## Written request
Using the passage on South Korean insurance regulation, explain in one to three sentences why the FSS departments responsible for prior-examination will be downsized.

## Supplied passage
In November 2015, the South Korean financial regulator, the Financial Supervisory Service (FSS), announced a series of regulatory proposals regarding the supervisory functions of the FSS and the penalty regime for breaches of consumer rights.

Fri 18 Dec 2015

The proposals, which have differing implementation dates, were included in the following Guidelines - the “Future Direction for Supervision, Audit and Sanctions for the Insurance Industry” and the “Plan to Strengthen Sanctions on Acts of Infringement on the Rights and Interests of Insurance Consumers”. A summary of the key proposals from these Guidelines is listed below.

FSS involvement in pricing and product development

The FSS intends to relax the current prior-examination process for pricing and product development from April 2016. It will no longer review pricing/product development, unless specifically required by law. As a result, the FSS departments responsible for prior-examination will be downsized.

[Position annotation records]
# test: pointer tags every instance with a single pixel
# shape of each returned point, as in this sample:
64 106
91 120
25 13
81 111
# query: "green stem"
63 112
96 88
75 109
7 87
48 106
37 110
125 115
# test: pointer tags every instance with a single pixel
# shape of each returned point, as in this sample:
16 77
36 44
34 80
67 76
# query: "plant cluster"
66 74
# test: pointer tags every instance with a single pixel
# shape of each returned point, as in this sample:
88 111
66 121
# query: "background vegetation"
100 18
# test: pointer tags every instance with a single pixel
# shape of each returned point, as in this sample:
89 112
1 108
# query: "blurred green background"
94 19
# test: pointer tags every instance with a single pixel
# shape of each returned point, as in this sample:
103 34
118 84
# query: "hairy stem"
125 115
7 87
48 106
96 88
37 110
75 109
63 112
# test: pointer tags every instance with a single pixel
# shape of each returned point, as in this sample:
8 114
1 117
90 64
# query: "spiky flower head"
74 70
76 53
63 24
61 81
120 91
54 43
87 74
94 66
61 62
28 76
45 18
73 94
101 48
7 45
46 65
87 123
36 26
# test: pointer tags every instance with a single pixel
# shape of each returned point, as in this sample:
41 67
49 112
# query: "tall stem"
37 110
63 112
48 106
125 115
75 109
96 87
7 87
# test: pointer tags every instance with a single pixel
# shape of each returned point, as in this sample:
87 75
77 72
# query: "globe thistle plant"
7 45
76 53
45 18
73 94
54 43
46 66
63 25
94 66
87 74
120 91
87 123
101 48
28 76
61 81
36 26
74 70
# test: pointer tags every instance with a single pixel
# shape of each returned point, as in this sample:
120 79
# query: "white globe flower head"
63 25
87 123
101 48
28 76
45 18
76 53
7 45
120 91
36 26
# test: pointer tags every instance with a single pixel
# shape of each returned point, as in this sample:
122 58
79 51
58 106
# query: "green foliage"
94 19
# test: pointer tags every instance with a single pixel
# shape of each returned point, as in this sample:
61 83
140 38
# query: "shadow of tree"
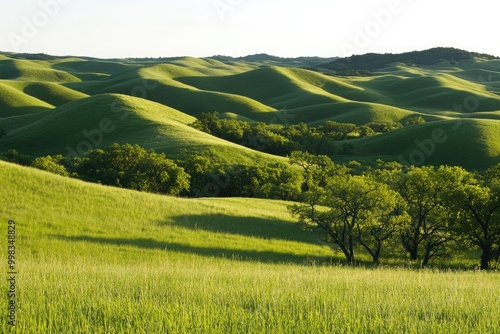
246 226
241 255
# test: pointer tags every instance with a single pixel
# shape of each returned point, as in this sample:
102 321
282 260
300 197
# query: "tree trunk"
486 257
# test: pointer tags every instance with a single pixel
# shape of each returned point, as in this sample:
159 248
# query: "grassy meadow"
97 259
104 260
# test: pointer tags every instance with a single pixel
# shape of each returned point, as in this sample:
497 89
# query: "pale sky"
286 28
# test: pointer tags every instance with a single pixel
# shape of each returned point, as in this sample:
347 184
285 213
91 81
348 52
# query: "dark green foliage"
132 167
373 61
272 181
476 214
384 126
283 140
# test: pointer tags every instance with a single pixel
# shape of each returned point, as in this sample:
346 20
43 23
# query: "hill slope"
78 218
101 120
438 85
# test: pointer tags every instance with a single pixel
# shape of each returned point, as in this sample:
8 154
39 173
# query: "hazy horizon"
236 28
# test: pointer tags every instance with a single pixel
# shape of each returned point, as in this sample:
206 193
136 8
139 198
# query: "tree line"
426 210
328 138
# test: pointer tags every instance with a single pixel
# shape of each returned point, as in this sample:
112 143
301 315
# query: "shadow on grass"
237 254
245 226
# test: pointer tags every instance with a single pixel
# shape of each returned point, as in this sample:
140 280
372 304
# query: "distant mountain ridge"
373 61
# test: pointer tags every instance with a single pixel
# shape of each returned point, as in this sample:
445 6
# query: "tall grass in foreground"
226 296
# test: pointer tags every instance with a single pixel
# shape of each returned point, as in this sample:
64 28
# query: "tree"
476 219
132 167
317 168
424 190
350 210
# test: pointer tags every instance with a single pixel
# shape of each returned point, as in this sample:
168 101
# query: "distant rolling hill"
46 103
101 120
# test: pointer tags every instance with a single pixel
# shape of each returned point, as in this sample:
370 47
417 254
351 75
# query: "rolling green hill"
65 96
73 215
101 120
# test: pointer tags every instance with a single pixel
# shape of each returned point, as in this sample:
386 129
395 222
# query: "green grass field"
103 260
97 259
252 90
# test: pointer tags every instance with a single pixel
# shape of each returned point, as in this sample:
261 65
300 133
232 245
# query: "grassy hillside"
255 88
71 214
101 120
124 261
471 143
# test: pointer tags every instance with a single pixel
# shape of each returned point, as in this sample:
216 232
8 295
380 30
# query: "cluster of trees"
426 209
124 166
373 61
284 139
133 167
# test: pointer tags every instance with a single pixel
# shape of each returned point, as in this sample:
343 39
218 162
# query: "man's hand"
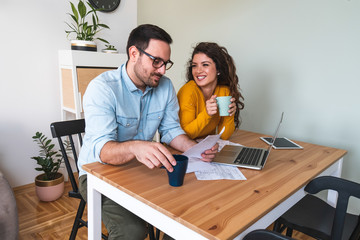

## Task answer
From April 2016, the FSS plans to relax its prior-examination process for pricing and product development. It will no longer review pricing or product development unless the law specifically requires it, so the departments that handled that review will be downsized.